### EXERCISE
From the line with "of the green" to the final line of the records, reproduce every line exactly and only those lines.

#### DATA IN THIS EXERCISE ####

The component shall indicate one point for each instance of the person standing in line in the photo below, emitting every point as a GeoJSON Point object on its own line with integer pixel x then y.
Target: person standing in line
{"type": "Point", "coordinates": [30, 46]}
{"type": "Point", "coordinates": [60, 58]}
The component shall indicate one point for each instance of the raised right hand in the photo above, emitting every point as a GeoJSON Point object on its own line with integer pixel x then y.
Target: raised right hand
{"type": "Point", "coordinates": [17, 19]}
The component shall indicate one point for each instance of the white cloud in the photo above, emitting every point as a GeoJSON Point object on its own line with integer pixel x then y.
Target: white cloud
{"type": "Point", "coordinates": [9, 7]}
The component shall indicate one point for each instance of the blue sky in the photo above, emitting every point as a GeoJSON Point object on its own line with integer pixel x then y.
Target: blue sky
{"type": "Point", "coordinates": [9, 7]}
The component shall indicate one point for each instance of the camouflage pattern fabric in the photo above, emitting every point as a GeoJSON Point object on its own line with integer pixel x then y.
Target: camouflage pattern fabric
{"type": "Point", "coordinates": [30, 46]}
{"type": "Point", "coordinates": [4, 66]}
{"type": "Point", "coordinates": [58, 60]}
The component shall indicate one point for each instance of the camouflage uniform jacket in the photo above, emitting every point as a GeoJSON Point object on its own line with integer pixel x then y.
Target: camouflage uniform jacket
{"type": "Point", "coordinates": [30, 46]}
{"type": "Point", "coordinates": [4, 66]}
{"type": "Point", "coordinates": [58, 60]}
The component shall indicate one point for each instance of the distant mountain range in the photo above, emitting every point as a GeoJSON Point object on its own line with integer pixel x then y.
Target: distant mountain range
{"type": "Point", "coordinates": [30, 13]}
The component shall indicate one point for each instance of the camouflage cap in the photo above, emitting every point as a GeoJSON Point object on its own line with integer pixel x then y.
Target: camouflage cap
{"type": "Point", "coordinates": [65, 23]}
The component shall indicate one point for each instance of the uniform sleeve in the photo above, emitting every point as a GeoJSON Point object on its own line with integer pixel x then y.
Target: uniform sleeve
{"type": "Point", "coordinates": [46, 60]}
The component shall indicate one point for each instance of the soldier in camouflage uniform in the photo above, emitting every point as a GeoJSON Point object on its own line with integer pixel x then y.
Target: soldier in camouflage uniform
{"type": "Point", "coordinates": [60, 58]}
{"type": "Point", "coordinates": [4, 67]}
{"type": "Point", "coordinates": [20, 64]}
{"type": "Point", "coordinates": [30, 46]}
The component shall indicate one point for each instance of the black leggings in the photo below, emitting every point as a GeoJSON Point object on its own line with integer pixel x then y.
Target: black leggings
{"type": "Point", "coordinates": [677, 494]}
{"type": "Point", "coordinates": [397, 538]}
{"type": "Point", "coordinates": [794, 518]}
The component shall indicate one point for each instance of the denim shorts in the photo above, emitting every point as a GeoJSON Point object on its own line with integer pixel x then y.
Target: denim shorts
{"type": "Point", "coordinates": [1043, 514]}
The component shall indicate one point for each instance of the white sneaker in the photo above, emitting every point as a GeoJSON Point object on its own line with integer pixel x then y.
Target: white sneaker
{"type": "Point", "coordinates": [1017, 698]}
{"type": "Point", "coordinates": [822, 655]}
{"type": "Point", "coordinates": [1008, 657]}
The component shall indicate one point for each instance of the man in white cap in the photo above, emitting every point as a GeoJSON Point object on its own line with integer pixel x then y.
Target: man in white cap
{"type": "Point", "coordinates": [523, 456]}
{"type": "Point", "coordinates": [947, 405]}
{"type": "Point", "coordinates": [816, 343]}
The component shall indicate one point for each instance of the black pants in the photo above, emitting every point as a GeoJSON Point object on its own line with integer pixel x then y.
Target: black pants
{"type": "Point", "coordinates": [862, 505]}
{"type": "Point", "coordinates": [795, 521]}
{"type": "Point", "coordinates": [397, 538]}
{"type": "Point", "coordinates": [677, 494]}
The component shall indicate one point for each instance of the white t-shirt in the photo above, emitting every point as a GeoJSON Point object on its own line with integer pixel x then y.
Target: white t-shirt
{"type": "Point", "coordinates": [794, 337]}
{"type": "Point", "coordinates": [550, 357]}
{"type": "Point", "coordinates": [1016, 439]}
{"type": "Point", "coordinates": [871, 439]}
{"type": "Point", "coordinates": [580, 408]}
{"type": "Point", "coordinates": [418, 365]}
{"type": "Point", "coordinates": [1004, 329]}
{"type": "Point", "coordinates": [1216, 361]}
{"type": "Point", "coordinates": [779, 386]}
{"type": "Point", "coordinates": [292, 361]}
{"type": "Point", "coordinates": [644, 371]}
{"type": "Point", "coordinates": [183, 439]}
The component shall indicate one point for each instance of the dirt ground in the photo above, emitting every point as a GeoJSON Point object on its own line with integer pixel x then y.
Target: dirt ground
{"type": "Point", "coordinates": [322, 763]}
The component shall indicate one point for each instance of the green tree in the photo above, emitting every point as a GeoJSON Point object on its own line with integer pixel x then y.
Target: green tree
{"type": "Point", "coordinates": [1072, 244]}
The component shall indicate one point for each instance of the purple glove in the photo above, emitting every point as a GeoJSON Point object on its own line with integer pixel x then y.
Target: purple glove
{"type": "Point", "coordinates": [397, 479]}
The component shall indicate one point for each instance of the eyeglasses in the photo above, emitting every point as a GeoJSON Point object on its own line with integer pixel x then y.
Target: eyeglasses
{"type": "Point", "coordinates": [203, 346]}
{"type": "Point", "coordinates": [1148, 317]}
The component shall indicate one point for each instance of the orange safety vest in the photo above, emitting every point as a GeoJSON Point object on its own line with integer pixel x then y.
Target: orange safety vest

####

### RESPONSE
The component shall indicate one point for each instance of the green tree in the photo above, emitting every point as a GeoJSON Point object on its own line with integer pixel x then y.
Target: green tree
{"type": "Point", "coordinates": [1072, 244]}
The component shall indicate one point for each instance of the purple glove in the photo above, emitting every point as a GeoJSON Point object on its own line with integer pixel x then y.
Target: purple glove
{"type": "Point", "coordinates": [397, 479]}
The component shall indicate one point for each instance of the eyeglasses in the photo above, emitting every point as a GeoJSON Point object on its own line with integer pixel x then y.
Target: eyeglasses
{"type": "Point", "coordinates": [203, 346]}
{"type": "Point", "coordinates": [1148, 317]}
The component shall indicate one point for each instance of the orange safety vest in the photo above, emitting every point as a GeoJSON Point object on its own line with integer pixel x then y.
Target: orange safety vest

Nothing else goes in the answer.